> TASK
Rewrite the lines of all the entries below as a numbered list, leaving out any blank lines.

> AVAILABLE RECORDS
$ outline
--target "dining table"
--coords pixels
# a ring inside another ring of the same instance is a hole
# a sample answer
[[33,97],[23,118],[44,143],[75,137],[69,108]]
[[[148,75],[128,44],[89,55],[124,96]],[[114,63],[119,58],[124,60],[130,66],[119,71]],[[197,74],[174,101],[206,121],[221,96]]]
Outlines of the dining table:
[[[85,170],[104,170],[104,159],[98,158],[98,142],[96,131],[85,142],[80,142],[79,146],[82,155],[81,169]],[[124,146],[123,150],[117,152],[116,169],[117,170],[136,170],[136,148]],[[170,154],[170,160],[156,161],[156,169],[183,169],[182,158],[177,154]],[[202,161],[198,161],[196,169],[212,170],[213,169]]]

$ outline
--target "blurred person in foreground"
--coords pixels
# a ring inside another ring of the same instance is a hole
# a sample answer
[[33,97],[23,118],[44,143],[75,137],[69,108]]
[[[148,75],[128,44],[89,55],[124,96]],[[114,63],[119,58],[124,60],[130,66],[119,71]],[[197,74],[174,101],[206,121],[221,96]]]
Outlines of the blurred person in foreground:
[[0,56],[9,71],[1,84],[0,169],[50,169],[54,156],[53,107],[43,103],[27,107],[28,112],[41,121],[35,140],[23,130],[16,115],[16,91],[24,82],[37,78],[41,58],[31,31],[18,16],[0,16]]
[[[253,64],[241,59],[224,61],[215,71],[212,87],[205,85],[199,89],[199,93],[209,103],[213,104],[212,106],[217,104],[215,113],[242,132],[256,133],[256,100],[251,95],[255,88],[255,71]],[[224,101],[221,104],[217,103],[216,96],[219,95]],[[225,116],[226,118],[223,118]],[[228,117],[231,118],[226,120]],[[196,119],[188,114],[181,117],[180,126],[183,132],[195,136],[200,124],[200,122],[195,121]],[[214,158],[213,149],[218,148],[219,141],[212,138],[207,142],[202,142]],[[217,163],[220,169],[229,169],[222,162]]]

> OUTPUT FOR THIS TASK
1. $ outline
2. --target "dining table"
3. --coords pixels
4. # a ring inside another ring of the same instance is a hole
5. # a sample answer
6. [[33,97],[23,118],[44,143],[75,137],[69,108]]
7. [[[148,75],[128,44],[89,55],[124,96]],[[114,63],[119,58],[124,60],[130,66],[119,71]],[[197,74],[174,101],[206,121],[221,96]]]
8. Outlines of the dining table:
9. [[[85,170],[104,170],[104,159],[98,158],[98,142],[96,131],[85,142],[80,142],[79,146],[82,155],[81,169]],[[124,146],[123,150],[117,152],[116,169],[117,170],[136,170],[136,148]],[[170,154],[170,160],[156,161],[156,169],[183,169],[182,158],[177,154]],[[202,161],[198,161],[196,169],[212,170],[213,169]]]
10. $ outline
11. --target "blurred person in foreground"
12. --coords pixels
13. # a ring inside another ring of the same instance is a hole
14. # a sample answer
15. [[33,97],[23,118],[44,143],[75,137],[69,108]]
16. [[[148,75],[128,44],[89,55],[124,96]],[[114,63],[119,58],[124,60],[130,66],[119,71]],[[197,74],[174,101],[206,121],[221,96]]]
17. Outlines of the blurred person in foreground:
18. [[0,56],[9,71],[1,84],[0,169],[50,169],[54,156],[53,107],[43,103],[27,107],[28,112],[41,121],[35,140],[23,130],[16,115],[16,91],[24,82],[37,78],[41,58],[31,31],[18,16],[0,16]]
19. [[[253,64],[241,59],[224,61],[215,71],[212,87],[205,85],[199,89],[199,93],[209,103],[213,104],[212,106],[217,104],[215,113],[242,132],[256,133],[256,100],[251,95],[255,88],[255,71]],[[224,101],[221,104],[217,103],[216,96],[219,95]],[[225,116],[226,118],[223,118]],[[228,117],[231,118],[226,120]],[[196,119],[188,114],[181,117],[180,126],[183,132],[195,136],[200,124],[200,122],[195,121]],[[214,158],[213,149],[218,148],[219,141],[212,138],[207,142],[202,142]],[[217,163],[220,169],[229,169],[222,162]]]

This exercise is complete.